Visualizations of covering spaces and their applications to geometry and video games

topology
geometry
visualization
English
Author

Luca Leon Happel

Published

March 1, 2026

Abstract

We explore covering spaces — spaces that locally look like the “repetitions” of a base space. A key insight is, that we can gain hyperbolic geometry by looking at the universal cover of a surface of genus \(g \geq 2\).

Covering spaces are a fundamental concept in topology. Some typical examples can be seen in this previous post.

Definition 1 A covering space of a topological space \(X\) is a topological space \(C\) together with a continuous surjective map \(p: C \to X\) such that for every point \(x \in X\), there exists an open neighborhood \(U\) of \(x\) such that \(p^{-1}(U) \cong F \times U\) for some discrete set \(F\) (called the fiber over \(x\)), and the map \(p\) restricted to each component of \(p^{-1}(U)\) is a homeomorphism onto \(U\).

Definition 2 A homeomorphism between topological spaces \(X\) and \(Y\) is a bijective map \(f: X \to Y\) such that both \(f\) and its inverse \(f^{-1}: Y \to X\) are continuous. Explicitly:

  1. \(f\) is a bijection,
  2. \(f\) is continuous (preimages of open sets are open),
  3. \(f^{-1}\) is continuous (images of open sets are open, i.e. \(f\) is an open map).

If such an \(f\) exists, \(X\) and \(Y\) are called homeomorphic, written \(X \cong Y\).

Homeomorphisms are precisely the isomorphisms in the category \(\mathbf{Top}\) of topological spaces and continuous maps.

Example of a homeomorphism between a doughnut and a coffee cup

Example of a homeomorphism between a doughnut and a coffee cup

Typical example illustrating a covering space

Typical example illustrating a covering space

Definition 3 A universal cover of a topological space \(X\) is a covering space \(\tilde{X}\) of \(X\) that is simply connected, meaning that it has no nontrivial loops. The universal cover is unique up to homeomorphism and serves as a “universal” object in the category of covering spaces of \(X\).

The universal cover of a doughnut

A filled torus (a doughnut) is a 3-manifold homeomorphic to \(S^1 \times D^2\), where \(D^2\) is the 2-dimensional disk. There exists a deformation retract from the doughnut to a circle, so the fundamental group of the doughnut is \(\pi_1(S^1 \times D^2) \cong \mathbb{Z}\).

But what does any of that even mean? Let’s visualize the universal cover of the doughnut. Let us start with Bob, who lives in the following little world:

Bob’s world

Bob’s world

When Bob drives along the road past the stop sign, he will eventually return to the same point at which he started. However, he would reach invisible walls, it he intended to walk along the grass, or jump to the sky. The road is the only way to get around, and it loops back on itself.

**Data provided:**

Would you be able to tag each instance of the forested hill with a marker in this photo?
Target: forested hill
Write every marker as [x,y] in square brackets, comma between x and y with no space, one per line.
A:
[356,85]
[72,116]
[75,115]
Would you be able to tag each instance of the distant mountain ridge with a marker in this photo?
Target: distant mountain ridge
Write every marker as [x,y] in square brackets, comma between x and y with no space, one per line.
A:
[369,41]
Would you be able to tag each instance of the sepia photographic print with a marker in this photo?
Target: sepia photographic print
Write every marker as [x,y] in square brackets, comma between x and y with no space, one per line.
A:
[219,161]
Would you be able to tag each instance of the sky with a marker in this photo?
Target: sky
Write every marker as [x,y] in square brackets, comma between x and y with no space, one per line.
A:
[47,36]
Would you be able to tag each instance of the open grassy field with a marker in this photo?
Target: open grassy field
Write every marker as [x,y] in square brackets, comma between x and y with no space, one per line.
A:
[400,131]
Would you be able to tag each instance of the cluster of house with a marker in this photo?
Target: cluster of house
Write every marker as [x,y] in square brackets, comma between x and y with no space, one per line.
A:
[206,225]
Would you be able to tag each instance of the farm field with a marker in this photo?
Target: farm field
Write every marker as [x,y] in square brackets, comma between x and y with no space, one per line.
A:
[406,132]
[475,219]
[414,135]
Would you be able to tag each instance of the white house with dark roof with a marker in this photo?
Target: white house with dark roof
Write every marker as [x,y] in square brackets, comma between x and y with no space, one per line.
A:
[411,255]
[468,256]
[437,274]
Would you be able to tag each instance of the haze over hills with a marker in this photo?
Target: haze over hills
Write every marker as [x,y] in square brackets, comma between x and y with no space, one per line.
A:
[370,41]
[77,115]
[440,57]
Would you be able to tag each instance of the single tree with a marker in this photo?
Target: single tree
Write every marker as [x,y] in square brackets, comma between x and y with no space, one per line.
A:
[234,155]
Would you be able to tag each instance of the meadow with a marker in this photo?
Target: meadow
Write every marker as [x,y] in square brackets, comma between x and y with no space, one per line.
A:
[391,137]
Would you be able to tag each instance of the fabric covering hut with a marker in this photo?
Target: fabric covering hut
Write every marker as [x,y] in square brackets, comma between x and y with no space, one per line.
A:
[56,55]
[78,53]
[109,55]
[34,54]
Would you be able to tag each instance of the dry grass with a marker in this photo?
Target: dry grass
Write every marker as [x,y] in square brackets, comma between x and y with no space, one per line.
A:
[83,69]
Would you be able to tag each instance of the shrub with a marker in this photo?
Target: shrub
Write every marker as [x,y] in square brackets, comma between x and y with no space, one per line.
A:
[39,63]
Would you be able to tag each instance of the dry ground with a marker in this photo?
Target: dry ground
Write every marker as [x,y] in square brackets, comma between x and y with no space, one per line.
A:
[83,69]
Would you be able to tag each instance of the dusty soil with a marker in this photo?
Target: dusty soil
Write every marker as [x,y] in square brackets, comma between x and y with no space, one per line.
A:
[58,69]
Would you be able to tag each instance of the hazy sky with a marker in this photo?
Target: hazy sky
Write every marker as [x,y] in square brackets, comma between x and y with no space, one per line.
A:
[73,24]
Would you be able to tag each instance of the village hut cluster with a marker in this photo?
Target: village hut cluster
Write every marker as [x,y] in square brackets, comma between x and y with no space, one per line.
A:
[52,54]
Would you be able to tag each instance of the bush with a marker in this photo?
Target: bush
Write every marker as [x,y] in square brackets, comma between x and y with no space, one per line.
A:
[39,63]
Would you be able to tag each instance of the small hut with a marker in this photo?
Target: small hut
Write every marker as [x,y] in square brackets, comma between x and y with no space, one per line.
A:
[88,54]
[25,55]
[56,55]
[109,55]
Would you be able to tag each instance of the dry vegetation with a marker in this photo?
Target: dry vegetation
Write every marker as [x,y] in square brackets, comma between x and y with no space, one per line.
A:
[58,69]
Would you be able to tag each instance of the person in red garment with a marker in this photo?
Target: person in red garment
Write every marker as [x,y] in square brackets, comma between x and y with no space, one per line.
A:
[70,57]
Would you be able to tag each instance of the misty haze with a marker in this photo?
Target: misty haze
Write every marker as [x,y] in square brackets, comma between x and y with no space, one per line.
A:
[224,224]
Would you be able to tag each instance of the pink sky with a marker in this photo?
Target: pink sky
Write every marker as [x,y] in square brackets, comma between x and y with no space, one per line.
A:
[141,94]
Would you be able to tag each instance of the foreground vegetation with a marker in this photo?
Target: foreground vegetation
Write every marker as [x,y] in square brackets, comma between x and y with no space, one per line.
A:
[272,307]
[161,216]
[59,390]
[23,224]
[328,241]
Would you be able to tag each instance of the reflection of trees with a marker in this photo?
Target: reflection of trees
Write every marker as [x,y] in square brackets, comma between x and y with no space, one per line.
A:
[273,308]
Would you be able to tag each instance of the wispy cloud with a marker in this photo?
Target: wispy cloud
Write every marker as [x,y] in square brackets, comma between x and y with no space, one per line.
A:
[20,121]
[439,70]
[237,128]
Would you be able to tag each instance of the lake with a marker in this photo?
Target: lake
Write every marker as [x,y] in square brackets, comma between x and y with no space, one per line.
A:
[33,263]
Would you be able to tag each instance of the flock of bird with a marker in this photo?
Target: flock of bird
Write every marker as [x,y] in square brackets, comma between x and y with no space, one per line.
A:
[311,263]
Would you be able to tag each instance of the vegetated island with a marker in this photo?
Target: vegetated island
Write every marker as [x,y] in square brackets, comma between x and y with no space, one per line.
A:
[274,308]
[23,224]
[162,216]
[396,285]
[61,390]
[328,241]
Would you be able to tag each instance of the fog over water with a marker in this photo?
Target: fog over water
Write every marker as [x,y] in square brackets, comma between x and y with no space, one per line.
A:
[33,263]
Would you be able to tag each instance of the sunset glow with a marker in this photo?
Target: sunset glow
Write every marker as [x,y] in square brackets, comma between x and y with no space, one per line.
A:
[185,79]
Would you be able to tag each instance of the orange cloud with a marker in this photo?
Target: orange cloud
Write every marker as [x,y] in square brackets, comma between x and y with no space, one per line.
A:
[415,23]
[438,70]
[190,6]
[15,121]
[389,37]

**Stated goal:**
Return the passage from the covering spaces text from "The universal cover of a doughnut" up to and including "back on itself.", copied word for word.

**The answer:**
The universal cover of a doughnut

A filled torus (a doughnut) is a 3-manifold homeomorphic to \(S^1 \times D^2\), where \(D^2\) is the 2-dimensional disk. There exists a deformation retract from the doughnut to a circle, so the fundamental group of the doughnut is \(\pi_1(S^1 \times D^2) \cong \mathbb{Z}\).

But what does any of that even mean? Let’s visualize the universal cover of the doughnut. Let us start with Bob, who lives in the following little world:

Bob’s world

Bob’s world

When Bob drives along the road past the stop sign, he will eventually return to the same point at which he started. However, he would reach invisible walls, it he intended to walk along the grass, or jump to the sky. The road is the only way to get around, and it loops back on itself.